Supplied material Block Start

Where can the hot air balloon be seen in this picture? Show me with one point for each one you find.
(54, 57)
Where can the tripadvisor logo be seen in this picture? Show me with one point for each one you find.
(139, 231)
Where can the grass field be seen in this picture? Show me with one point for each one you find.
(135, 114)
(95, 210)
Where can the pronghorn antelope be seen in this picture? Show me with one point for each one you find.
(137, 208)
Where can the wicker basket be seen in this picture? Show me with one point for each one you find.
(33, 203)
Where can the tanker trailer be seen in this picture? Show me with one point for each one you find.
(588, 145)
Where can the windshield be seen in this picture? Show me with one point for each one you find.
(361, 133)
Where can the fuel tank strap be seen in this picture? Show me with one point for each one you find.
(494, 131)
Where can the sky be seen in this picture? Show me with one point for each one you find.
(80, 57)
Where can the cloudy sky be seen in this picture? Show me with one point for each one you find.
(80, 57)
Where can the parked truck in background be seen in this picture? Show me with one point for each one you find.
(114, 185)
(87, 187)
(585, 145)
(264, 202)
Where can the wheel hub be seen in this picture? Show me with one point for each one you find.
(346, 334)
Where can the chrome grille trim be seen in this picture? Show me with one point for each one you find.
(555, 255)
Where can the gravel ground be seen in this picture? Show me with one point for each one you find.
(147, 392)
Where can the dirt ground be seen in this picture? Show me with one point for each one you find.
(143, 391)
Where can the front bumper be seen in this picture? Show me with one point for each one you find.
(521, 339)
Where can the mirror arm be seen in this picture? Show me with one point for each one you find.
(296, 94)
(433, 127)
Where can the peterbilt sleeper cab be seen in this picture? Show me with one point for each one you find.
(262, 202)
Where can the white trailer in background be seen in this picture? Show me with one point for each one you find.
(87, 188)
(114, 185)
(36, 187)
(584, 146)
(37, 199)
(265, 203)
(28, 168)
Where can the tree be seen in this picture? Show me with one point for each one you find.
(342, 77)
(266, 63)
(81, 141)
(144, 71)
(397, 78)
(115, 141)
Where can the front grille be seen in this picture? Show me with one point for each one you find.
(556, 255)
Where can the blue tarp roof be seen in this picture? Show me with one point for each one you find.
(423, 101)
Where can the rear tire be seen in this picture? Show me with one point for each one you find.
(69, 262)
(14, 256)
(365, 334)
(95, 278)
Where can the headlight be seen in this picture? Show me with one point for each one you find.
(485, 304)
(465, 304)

Supplied material Block End

The records shown above are to be retyped exactly, with none omitted.

_Solution to this exercise_.
Where can the hot air balloon be seen in this picture? Show me with one point for each one you find.
(54, 57)
Where can the tripadvisor logo be seen in this picture? Show me with one point for each one you find.
(139, 231)
Where can the grass field be seen in this picture? Show me with one point for each one you find.
(135, 114)
(95, 210)
Where can the pronghorn antelope be seen in this picture? Show me with one point for each one you find.
(137, 208)
Where can the wicker basket be seen in this picture? Show me with one point for each one you find.
(33, 203)
Where can the tanker trailer be seen in this picture? Show me with one point for each one you find.
(588, 145)
Where can the windshield be seen in this picture? Show me with one point for each one you find.
(361, 133)
Where can the fuel tank strap be seen in this picture? Show me with one point for each one you find.
(494, 131)
Where can the sky be seen in this picture? Show me with one point for each one you find.
(80, 57)
Where can the cloudy sky be seen in this picture? Show me with one point for each one you find.
(80, 57)
Where can the parked truck in background be seen in this picture? Show me with one point for each one you find.
(114, 185)
(87, 187)
(585, 145)
(264, 202)
Where can the wheel hub be seen in this picture? Show me with one point for each one you find.
(346, 334)
Where can the chrome grille trim be seen in this picture? Show me with one point for each one you find.
(555, 255)
Where can the gravel ground be seen in this picture? Show me with one point for each one you find.
(147, 392)
Where can the dirt ground be seen in this picture? Show me with one point for each one you find.
(143, 391)
Where can the front bumper be seen in this picture? Show me with one point for each one you find.
(521, 339)
Where can the mirror arm be seen in this picture? Show me with one point for each one you find.
(296, 94)
(433, 127)
Where can the peterbilt sleeper cab be seen in this picture? Show me with one point for each one you find.
(262, 202)
Where can the white trailer in background be seen in this picture? Show me with one point for each one you find.
(87, 188)
(114, 185)
(36, 187)
(584, 146)
(37, 199)
(265, 203)
(28, 168)
Where can the tree be seen in this picture? Show me with one point for each one you find.
(342, 77)
(266, 63)
(81, 141)
(144, 71)
(397, 78)
(115, 141)
Where can the front grille be seen in this picture? Show me with one point for each one you find.
(556, 255)
Where can the blue tarp roof be seen in this picture? Show me with one point for each one you find.
(423, 101)
Where can the rear tire be seen in this picture? Show me with one point for each one you find.
(69, 262)
(14, 256)
(365, 334)
(95, 278)
Where can the headlight be seen in this picture? Show me with one point for each one you find.
(485, 304)
(465, 304)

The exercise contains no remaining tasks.